WHAT YOU HAVE TO DO = Present every line of the records below as a Markdown table with the columns "Row" and "Line," numbering the rows and skipping blank lines. Leave the pictures out of your answer.

— start of GIVEN RECORDS —

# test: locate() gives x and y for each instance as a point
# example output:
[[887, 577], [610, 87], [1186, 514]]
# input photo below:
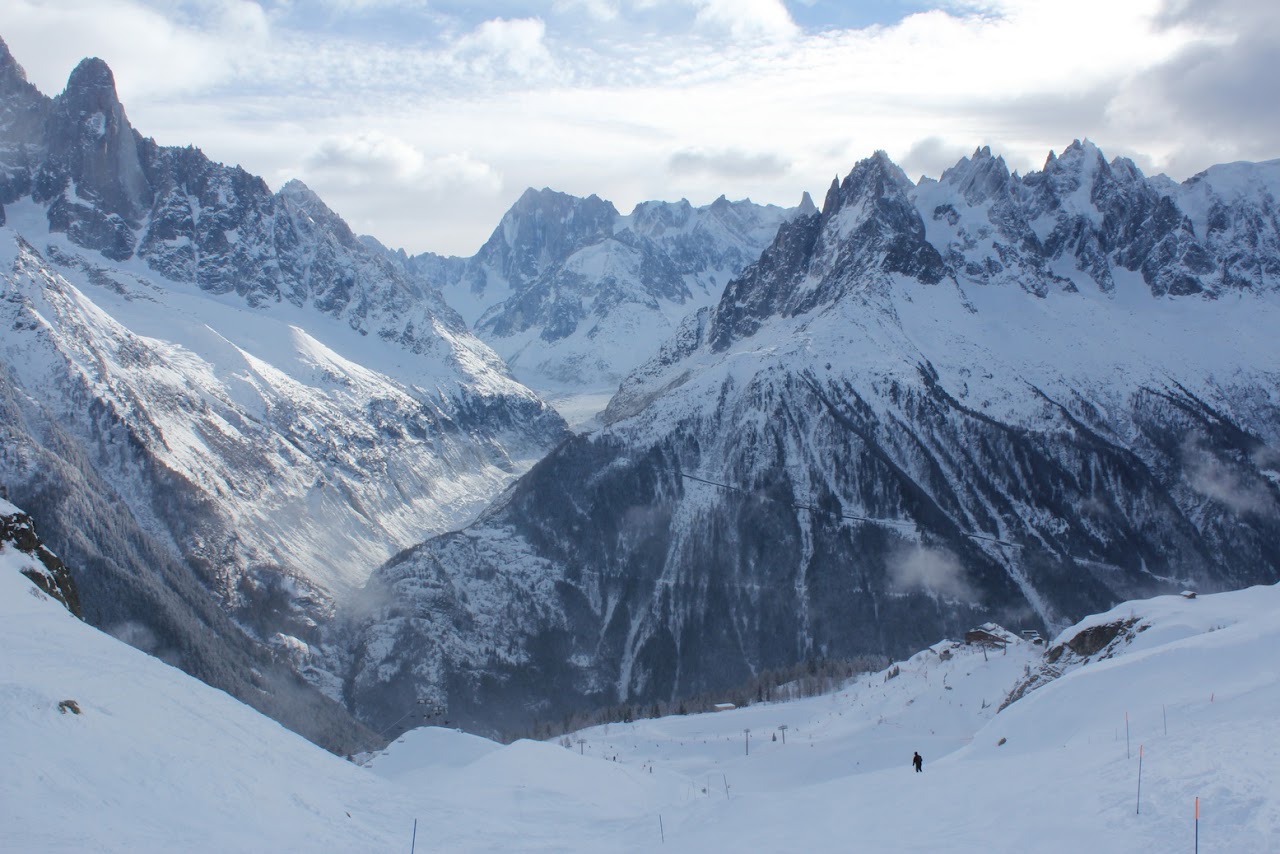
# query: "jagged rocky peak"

— end of GIVEN RECORDS —

ANSWER TO THIS PROBLEM =
| Row | Line |
|---|---|
| 1 | # test: locate() gives x and y for each instance as a point |
| 2 | # example output: |
| 3 | [[887, 577], [610, 87], [1186, 514]] |
| 4 | # input photo below: |
| 5 | # query: "jagged rocky peak" |